# START OF EXCERPT TO READ

Toledo, which had first submitted to the Arabs in 711 or 712, revolted in 713. The town was punished by pillage and all the notables had their throats cut. In 730, the Cerdagne (in Septimania, near Barcelona) was ravaged and a bishop burned alive. In the regions under stable Islamic control, Jews and Christians were tolerated as dhimmis ― like elsewhere in other Islamic lands ― and could not build new churches or synagogues nor restore the old ones. Segregated in special quarters, they had to wear discriminatory clothing. Subjected to heavy taxes, the Christian peasantry formed a servile class attached to the Arab domains; many abandoned their land and fled to the towns. Harsh reprisals with mutilations and crucifixions would sanction the Mozarab (Christian dhimmis) calls for help from the Christian kings. Moreover, if one dhimmi harmed a Muslim, the whole community would lose its status of protection, leaving it open to pillage, enslavement and arbitrary killing.

# END OF EXCERPT TO READ

**STATED EXERCISE 1**.
In the passage on early Arab rule in Iberia, what year did Toledo revolt?

# START OF EXTRACTED ENTRIES

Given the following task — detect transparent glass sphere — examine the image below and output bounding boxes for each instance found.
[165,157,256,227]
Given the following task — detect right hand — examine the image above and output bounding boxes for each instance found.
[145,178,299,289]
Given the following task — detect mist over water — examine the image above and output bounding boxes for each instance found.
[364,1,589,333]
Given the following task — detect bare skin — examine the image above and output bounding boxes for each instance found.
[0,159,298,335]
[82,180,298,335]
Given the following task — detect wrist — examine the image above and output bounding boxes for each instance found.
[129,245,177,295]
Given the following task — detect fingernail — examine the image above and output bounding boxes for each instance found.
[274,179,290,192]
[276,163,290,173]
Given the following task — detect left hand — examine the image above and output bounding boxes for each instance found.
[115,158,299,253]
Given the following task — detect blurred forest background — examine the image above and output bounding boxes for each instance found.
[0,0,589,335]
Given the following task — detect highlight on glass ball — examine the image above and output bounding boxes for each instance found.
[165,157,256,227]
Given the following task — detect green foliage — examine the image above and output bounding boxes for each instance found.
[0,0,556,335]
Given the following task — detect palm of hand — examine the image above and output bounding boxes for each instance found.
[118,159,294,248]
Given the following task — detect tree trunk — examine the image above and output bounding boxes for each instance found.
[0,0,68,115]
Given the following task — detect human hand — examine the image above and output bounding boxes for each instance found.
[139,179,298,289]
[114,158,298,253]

# END OF EXTRACTED ENTRIES

**STATED EXERCISE 2**.
Update the entries starting at the line that contains "Given the following task — detect right" and ending at the line that contains "[118,159,294,248]" by replacing "mist over water" with "fog over water" and leaving everything else unchanged. Return only those lines.

**COMPLETE RESPONSE 1**.
713

**COMPLETE RESPONSE 2**.
Given the following task — detect right hand — examine the image above and output bounding boxes for each instance found.
[145,178,299,289]
Given the following task — detect fog over water — examine the image above and output bounding boxes for each instance found.
[364,1,589,333]
Given the following task — detect bare skin — examine the image above and output bounding boxes for each instance found.
[0,159,298,335]
[82,180,298,335]
Given the following task — detect wrist — examine the image above and output bounding boxes for each instance found.
[129,245,177,295]
Given the following task — detect fingernail — examine the image above and output bounding boxes for each instance found.
[274,179,290,192]
[276,163,290,173]
Given the following task — detect left hand — examine the image above and output bounding boxes for each instance found.
[115,158,299,253]
Given the following task — detect blurred forest background — examine the image above and output bounding boxes for each instance found.
[0,0,589,335]
Given the following task — detect highlight on glass ball — examine the image above and output bounding boxes for each instance found.
[165,157,256,227]
Given the following task — detect green foliage — examine the image above and output bounding boxes for each instance found.
[0,0,556,335]
Given the following task — detect palm of hand — examine the image above and output bounding boxes for each instance found.
[118,159,294,248]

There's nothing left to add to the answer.